■ WHAT YOU NEED TO DO
Provide an exact reproduction of every entry.

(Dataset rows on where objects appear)
┄┄┄┄┄┄┄┄┄┄┄┄┄┄┄┄┄┄┄┄

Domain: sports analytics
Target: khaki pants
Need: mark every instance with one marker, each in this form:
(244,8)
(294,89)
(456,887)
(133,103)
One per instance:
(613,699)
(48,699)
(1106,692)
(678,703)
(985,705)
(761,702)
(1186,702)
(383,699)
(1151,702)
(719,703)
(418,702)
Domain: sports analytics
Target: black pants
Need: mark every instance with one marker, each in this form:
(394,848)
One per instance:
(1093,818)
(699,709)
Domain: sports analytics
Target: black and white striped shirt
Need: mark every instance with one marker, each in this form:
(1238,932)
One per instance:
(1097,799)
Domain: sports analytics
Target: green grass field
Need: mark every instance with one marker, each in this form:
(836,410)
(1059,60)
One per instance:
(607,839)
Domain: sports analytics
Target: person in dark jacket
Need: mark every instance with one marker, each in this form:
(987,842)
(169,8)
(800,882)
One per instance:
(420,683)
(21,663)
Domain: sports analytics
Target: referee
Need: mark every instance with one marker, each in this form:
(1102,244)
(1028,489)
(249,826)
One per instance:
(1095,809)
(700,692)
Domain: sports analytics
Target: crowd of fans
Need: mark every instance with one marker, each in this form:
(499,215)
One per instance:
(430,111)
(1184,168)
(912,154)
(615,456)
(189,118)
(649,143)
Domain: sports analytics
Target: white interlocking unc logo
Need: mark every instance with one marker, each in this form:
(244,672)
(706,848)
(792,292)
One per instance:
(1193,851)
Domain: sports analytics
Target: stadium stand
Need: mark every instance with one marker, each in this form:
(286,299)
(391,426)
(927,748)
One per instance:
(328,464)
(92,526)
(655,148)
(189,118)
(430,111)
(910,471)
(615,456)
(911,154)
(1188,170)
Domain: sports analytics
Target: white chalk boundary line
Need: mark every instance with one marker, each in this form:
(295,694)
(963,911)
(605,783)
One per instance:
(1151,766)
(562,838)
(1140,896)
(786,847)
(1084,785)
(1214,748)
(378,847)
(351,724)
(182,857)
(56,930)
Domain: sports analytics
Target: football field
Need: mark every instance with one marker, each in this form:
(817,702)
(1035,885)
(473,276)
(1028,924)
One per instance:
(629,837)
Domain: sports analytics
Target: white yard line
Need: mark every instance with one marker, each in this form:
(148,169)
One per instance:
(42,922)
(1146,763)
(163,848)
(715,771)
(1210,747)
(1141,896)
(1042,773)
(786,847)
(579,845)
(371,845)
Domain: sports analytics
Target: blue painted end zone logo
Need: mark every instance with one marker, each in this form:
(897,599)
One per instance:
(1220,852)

┄┄┄┄┄┄┄┄┄┄┄┄┄┄┄┄┄┄┄┄

■ RESPONSE BELOW
Domain: sports analytics
Target: khaki pants
Need: mark every instance with one marker, each in this form:
(244,8)
(294,89)
(456,887)
(133,103)
One per instance:
(613,699)
(48,699)
(1106,692)
(678,703)
(985,705)
(761,702)
(1186,702)
(383,699)
(1151,702)
(719,703)
(418,702)
Domain: sports analytics
Target: black pants
Need: mark every instance with one marker, each in this form:
(394,848)
One per instance:
(1093,818)
(699,709)
Domain: sports analytics
Target: black and white striped shirt
Need: mark every instance with one marker, each in this form:
(1238,932)
One per instance:
(1097,799)
Domain: sports analytics
Target: green grass field
Need: mark every instance with one marker, each in this form:
(836,410)
(1059,60)
One per instance:
(607,839)
Domain: sports analytics
Target: person in dark jacket
Need: mark every instance with one marker, each in this form:
(987,842)
(169,8)
(800,882)
One per instance:
(420,683)
(21,663)
Domain: sports analytics
Target: referee
Need: mark every instance with one marker, each in this form:
(1102,244)
(1028,489)
(249,826)
One per instance:
(1095,809)
(700,692)
Domain: sports analytics
Target: crowd of fans
Need: mark every instance with one marker, each in this form:
(499,215)
One per instance:
(430,111)
(1184,168)
(912,154)
(615,456)
(189,118)
(649,143)
Domain: sports analytics
Target: white interlocking unc logo
Need: mark every instance with one marker, each in this form:
(244,672)
(706,848)
(792,292)
One per instance:
(1193,851)
Domain: sports analytics
Target: stadium stand
Need: mark every instance with one marker, each in this form:
(286,299)
(391,426)
(927,748)
One per instance:
(328,464)
(92,526)
(655,148)
(189,118)
(430,111)
(910,471)
(615,456)
(911,154)
(1188,170)
Domain: sports analytics
Target: white chalk boundary line
Need: mark every instance with one marker, each in this form:
(295,694)
(963,911)
(605,783)
One per instance:
(1151,766)
(562,838)
(1140,896)
(786,847)
(1084,785)
(1214,748)
(378,847)
(351,724)
(182,857)
(56,930)
Domain: sports analytics
Target: football field
Need: mark every instance with one marker, each in this form:
(817,702)
(1035,885)
(473,276)
(1028,924)
One per instance:
(629,837)
Domain: sports analytics
Target: white yard line
Need: mark every instance with one marker, each in this form:
(148,169)
One per instance:
(42,922)
(1146,763)
(163,848)
(715,771)
(1210,747)
(1141,896)
(1042,773)
(786,847)
(579,845)
(371,845)
Domain: sports analytics
Target: blue painted end zone logo
Need: mark every instance with one marker, each in this form:
(897,599)
One per instance:
(1220,852)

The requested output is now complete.